*** Working data Section Begins ***

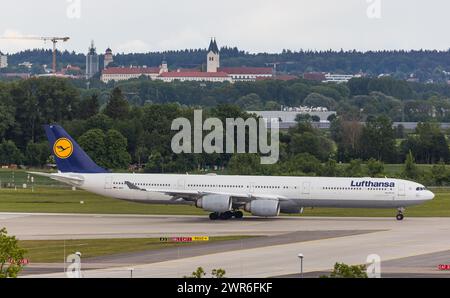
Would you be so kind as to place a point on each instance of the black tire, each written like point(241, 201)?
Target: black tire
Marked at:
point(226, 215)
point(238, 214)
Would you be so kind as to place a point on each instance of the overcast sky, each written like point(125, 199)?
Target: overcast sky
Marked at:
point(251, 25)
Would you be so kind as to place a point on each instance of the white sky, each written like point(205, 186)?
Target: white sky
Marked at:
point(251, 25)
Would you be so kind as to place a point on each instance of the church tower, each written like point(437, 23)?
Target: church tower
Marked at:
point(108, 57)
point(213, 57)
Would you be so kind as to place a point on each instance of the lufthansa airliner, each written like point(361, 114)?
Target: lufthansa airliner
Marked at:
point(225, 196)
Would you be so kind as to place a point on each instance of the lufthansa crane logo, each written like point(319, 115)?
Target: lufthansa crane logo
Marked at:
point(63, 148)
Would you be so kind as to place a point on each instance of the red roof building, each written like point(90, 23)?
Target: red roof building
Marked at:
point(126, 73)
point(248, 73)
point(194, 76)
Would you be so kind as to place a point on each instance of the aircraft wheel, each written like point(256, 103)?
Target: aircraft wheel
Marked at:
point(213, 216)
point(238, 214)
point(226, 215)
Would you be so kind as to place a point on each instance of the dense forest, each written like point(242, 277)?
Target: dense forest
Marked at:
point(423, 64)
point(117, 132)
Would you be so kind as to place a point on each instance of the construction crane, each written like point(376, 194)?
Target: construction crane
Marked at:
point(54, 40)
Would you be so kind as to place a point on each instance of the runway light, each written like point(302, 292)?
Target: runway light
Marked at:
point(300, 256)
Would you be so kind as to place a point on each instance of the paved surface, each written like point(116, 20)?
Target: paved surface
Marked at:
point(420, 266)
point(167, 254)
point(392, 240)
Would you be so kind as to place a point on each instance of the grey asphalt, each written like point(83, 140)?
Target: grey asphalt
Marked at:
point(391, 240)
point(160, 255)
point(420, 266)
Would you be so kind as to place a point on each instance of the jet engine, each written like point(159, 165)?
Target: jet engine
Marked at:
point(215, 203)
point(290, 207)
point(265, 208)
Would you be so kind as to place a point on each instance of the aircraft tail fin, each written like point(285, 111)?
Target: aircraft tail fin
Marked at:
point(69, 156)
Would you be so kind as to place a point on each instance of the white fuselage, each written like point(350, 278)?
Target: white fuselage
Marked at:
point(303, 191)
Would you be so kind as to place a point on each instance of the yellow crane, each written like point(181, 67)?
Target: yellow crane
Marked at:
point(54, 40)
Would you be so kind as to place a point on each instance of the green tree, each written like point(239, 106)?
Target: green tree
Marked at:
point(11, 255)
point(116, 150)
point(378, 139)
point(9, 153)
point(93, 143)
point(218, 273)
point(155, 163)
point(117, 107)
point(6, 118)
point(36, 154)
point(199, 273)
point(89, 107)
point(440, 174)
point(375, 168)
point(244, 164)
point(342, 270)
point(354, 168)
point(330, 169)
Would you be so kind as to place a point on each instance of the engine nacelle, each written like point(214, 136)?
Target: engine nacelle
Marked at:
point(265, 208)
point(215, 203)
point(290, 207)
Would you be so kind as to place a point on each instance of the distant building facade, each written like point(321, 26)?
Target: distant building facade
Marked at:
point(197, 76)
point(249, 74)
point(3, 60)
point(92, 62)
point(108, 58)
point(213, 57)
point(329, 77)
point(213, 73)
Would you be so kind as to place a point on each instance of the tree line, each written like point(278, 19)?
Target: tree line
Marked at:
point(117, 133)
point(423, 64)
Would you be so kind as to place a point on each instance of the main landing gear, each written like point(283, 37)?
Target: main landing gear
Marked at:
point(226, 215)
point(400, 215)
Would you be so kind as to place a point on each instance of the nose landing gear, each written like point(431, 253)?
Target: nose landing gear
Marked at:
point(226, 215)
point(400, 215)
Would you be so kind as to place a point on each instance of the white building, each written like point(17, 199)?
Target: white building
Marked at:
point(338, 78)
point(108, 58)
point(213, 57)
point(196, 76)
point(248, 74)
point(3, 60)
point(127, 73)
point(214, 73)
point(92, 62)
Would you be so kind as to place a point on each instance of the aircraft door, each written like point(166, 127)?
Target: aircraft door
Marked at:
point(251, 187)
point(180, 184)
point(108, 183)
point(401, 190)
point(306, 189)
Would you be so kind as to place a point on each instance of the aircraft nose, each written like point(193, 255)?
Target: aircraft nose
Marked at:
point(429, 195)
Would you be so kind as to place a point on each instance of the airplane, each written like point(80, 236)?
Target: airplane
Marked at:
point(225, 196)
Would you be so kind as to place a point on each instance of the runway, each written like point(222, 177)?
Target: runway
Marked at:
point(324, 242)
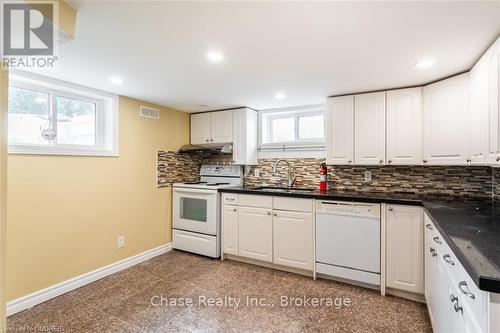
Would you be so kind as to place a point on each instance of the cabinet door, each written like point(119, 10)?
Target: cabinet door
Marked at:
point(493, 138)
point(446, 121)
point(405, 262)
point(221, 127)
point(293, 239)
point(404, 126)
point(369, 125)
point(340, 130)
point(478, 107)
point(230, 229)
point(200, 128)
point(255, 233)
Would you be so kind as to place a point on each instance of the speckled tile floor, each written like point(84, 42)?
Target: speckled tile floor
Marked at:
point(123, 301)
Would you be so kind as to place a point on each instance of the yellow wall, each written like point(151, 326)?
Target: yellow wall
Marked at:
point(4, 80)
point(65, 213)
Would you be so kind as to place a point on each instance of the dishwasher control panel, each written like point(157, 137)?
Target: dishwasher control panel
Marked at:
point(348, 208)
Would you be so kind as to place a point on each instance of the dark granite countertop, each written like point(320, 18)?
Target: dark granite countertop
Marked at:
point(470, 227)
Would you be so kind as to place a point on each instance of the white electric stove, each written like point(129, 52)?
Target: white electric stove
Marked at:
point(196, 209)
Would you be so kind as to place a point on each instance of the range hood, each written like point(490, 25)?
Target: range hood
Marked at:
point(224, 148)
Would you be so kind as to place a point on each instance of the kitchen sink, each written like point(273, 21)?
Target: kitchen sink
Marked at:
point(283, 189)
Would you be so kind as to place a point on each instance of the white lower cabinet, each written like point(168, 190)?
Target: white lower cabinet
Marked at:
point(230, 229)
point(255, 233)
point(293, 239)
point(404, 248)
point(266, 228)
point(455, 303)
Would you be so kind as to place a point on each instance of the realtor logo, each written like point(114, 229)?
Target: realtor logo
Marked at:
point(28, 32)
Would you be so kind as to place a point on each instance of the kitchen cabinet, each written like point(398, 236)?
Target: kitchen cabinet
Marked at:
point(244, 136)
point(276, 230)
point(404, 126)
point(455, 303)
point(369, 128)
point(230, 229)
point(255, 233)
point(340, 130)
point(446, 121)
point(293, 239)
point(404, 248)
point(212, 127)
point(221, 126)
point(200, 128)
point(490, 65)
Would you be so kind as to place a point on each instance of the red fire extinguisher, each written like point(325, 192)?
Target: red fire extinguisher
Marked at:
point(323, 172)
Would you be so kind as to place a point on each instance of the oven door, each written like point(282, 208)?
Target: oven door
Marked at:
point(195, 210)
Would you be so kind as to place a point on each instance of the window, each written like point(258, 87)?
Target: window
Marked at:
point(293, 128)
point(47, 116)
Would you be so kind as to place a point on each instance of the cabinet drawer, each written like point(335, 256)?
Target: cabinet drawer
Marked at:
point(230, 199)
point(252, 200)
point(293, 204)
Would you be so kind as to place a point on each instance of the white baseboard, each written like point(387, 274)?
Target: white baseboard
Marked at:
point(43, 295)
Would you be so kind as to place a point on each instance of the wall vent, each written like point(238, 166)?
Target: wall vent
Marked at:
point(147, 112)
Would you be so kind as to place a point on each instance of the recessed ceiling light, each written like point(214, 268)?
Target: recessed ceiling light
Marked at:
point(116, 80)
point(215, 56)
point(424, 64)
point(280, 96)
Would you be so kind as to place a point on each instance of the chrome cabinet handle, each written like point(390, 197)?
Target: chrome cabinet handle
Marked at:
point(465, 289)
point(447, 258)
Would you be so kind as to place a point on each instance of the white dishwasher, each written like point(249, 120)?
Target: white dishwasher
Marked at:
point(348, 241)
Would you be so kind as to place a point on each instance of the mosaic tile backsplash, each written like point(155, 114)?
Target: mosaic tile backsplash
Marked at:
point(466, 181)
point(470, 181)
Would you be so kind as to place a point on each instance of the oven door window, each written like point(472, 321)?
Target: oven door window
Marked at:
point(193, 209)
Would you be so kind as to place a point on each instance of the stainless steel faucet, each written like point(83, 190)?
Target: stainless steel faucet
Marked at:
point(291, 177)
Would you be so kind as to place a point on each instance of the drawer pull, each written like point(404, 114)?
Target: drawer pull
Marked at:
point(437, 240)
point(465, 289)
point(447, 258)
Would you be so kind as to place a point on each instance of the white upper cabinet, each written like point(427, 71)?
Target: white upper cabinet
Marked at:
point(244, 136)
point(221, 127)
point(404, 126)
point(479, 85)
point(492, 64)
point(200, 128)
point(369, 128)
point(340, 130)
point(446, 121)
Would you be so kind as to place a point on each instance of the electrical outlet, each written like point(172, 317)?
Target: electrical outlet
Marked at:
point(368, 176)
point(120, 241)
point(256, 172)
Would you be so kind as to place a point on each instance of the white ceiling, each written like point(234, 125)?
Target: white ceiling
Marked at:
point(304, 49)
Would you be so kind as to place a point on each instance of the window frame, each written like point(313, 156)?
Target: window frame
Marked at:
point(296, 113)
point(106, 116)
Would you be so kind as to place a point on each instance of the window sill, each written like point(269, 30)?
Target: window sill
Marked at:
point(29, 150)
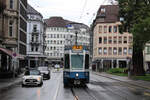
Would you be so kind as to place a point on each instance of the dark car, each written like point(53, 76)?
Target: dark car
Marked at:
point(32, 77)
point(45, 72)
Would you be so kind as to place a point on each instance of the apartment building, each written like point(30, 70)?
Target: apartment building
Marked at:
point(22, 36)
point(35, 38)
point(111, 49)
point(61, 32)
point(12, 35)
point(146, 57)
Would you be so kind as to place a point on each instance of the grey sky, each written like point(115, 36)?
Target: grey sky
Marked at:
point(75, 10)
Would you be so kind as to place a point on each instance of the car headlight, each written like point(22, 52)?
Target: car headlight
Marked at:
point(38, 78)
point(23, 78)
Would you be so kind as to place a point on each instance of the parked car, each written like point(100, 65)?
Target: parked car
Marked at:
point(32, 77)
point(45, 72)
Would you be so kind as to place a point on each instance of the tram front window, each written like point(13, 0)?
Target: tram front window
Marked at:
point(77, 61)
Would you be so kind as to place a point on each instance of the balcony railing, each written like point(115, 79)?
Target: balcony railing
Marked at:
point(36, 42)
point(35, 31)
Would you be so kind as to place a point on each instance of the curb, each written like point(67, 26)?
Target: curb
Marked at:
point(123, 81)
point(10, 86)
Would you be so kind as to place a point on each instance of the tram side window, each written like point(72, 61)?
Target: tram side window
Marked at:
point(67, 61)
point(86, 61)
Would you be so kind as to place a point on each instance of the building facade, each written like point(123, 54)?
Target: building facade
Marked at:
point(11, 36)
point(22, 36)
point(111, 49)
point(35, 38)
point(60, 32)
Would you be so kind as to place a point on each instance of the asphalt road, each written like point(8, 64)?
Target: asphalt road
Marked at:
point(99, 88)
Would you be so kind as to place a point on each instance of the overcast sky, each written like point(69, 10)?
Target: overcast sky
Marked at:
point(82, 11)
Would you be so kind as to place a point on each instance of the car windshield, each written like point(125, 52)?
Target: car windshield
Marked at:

*** Working data Section Ends ***
*** Working data Section Begins ***

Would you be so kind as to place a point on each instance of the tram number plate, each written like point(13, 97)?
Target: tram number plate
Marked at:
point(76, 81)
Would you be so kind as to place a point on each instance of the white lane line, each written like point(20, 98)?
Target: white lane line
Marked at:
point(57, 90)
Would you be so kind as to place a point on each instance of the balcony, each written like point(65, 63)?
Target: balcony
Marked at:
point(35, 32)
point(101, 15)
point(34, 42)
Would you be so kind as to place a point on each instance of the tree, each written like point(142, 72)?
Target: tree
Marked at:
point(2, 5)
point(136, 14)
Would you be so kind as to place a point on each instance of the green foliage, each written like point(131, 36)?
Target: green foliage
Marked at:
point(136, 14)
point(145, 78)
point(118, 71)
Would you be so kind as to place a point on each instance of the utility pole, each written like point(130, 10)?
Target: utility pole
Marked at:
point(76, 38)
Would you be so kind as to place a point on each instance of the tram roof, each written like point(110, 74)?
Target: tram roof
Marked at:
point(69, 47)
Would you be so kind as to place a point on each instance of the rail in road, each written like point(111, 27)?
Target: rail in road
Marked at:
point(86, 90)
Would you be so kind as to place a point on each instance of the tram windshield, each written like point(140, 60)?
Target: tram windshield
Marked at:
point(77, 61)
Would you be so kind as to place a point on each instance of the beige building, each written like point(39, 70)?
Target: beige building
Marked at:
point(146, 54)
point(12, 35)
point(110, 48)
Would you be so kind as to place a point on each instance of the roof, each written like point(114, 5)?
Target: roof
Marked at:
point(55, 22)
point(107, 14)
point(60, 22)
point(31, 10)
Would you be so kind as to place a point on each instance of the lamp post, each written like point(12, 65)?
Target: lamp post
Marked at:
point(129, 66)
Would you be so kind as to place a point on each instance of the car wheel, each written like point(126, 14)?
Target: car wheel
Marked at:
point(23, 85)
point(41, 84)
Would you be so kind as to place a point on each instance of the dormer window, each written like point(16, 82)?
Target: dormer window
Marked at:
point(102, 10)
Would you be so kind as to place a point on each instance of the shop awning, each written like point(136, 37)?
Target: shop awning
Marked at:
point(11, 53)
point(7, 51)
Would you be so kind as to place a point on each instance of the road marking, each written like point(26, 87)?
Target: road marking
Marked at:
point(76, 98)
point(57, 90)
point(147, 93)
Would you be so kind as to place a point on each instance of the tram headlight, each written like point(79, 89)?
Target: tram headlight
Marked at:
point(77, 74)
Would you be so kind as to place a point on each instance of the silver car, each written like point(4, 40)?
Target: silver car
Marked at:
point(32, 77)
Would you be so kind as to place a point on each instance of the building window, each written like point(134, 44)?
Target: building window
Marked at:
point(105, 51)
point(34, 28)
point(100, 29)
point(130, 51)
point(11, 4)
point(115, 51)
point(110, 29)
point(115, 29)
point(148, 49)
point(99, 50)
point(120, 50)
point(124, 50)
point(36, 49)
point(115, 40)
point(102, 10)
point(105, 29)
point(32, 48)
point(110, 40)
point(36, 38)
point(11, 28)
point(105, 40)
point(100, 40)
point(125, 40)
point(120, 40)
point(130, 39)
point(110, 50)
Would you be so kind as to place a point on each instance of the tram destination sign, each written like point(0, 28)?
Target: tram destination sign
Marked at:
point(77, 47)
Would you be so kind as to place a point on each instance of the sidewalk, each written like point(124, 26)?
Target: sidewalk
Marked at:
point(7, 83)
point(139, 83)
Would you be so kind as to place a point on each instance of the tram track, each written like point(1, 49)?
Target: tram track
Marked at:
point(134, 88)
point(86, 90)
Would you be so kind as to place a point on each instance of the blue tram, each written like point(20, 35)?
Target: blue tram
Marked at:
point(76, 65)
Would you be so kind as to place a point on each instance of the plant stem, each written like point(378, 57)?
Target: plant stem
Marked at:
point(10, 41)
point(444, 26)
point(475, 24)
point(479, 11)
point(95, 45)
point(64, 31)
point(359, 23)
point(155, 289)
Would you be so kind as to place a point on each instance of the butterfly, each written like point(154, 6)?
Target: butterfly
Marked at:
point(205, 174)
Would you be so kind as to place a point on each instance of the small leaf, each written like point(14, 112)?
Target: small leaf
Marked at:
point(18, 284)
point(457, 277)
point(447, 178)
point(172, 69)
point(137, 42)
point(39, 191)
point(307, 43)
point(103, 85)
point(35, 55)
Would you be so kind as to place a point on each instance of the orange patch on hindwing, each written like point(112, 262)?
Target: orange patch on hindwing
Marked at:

*** Working data Section Ends ***

### Instructions to follow
Copy every line of the entries above in which "overcast" occurs.

### Response to this task
Would you be so kind as to place a point on each instance of the overcast sky, each written like point(125, 199)?
Target: overcast sky
Would you be so kind as to place a point on each instance of the overcast sky, each written like point(69, 10)?
Target: overcast sky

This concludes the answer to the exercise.